### TRECHO DO TEXTO
%%

Durante um jogo no Maracanã estreava na arquibancada do maior estádio do mundo um itabunense. Acostumado a assistir aos jogos no acanhado campo da Desportiva, a todo o ataque dos times cariocas, levantava, fazia muitos gestos, o que perturbava os torcedores localizados logo atrás. E eis que num determinado momento, ouve os torcedores gritando “Fica quieto, Juca Alfaiate”. Olha ele pra trás e pergunta: “Você também é de Itabuna?”, e o carioca responde: “Não sei onde é isso, mas é o nome que está estampado na sua bunda”.

Alfaiate de mão cheia, José Correia da Silva, ou melhor Juca, ainda é considerado o maior craque de Itabuna. E durante toda a minha vida nunca vi ou ouvi ninguém discordar, o que nos faz crer que seja verdade firmada. Magro, educado, bem falante em tom médio, foi quem vestiu os elegantes da cidade por muitos anos. E o seu marketing era estampado por uma fina etiqueta em todas calças, paletós e camisas por ele confeccionadas.

Mas nessa crônica não nos vale muito a refinada profissão de Juca Alfaiate, e sim o seu desempenho no futebol. Se na alfaiataria deixava os clientes elegantes, nas quatro linhas do campo da Desportiva ou estádios alheios, o elegante era ele. Nos anos 1940/50 era quem mandava nos jogos pelos clubes em que jogou, a exemplo do São José, São Cristóvão, Grêmio, Associação Atlhética e Flamengo, todos de Itabuna.

Em campo, frio e calculista, idealizava as jogadas com a mesma maestria em que cortava um terno de linho S-120. Recebia a bola, a matava no peito ou no pé, se desvencilhava do adversário com um jogo de corpo e partia para área em busca de mais um gol. Se a marcação era muito cerrada, distribuía a bola aos companheiros melhores colocados e se postava mais próximo da pequena área.

Baixo e magro, os adversários que ainda não o conheciam acreditavam que era mais um jogador irrelevante, escalado na falta do titular e que estaria ali apenas para fazer número. Ledo engano, assim que o viam dominar a bola passavam a respeitá-lo e somente com falta conseguiam pará-lo, isso quando ele não se antecipava às botinadas dos zagueiros, deixando-os ainda mais zangados e desmoralizados.

Uma falta nas proximidades da grande área era o terror dos goleiros adversários. Como não queria nada, se aproximava do local, pegava a bola com carinho e a colocava no lugar determinado pelo árbitro. Bastava olhar para a barreira formada à sua frente, recuava três ou quatro passos, e como não queria nada, avançava para a bola e dava um chute certeiro, bem colocado, como todos os craques devem proceder.

%%

### EXERCÍCIO PROPOSTO A
No texto sobre Juca Alfaiate, qual é o nome completo do jogador?

### DADOS FORNECIDOS
%%

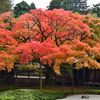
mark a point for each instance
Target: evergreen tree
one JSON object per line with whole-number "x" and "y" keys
{"x": 5, "y": 5}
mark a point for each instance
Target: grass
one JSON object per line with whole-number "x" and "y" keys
{"x": 29, "y": 94}
{"x": 47, "y": 93}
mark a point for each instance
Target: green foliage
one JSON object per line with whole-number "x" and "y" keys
{"x": 5, "y": 5}
{"x": 55, "y": 4}
{"x": 22, "y": 8}
{"x": 96, "y": 9}
{"x": 28, "y": 94}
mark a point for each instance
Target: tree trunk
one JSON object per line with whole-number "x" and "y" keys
{"x": 40, "y": 76}
{"x": 49, "y": 75}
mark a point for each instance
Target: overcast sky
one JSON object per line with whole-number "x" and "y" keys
{"x": 44, "y": 3}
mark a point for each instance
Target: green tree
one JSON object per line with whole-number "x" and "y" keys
{"x": 32, "y": 6}
{"x": 96, "y": 9}
{"x": 5, "y": 5}
{"x": 22, "y": 8}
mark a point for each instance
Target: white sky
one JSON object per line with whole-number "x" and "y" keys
{"x": 44, "y": 3}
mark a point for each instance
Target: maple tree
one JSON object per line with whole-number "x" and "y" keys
{"x": 58, "y": 30}
{"x": 53, "y": 38}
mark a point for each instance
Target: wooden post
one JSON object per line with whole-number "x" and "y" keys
{"x": 83, "y": 79}
{"x": 63, "y": 82}
{"x": 72, "y": 81}
{"x": 40, "y": 76}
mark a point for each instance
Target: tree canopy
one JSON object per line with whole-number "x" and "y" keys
{"x": 72, "y": 5}
{"x": 96, "y": 9}
{"x": 52, "y": 37}
{"x": 23, "y": 7}
{"x": 5, "y": 5}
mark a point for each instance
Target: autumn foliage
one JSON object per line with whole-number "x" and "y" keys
{"x": 49, "y": 36}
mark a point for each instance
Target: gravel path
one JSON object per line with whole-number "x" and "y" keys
{"x": 78, "y": 97}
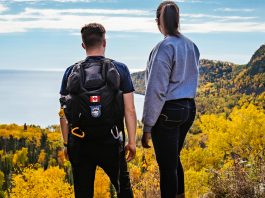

%%

### EXERCÍCIO PROPOSTO B
Reúna todas as linhas dos registros que contêm a palavra "Target".

### RESPOSTA A
José Correia da Silva.

### RESPOSTA B
Target: evergreen tree
Target: grass
Target: green foliage
Target: tree trunk
Target: overcast sky
Target: green tree
Target: white sky
Target: maple tree
Target: wooden post
Target: tree canopy
Target: autumn foliage
Target: gravel path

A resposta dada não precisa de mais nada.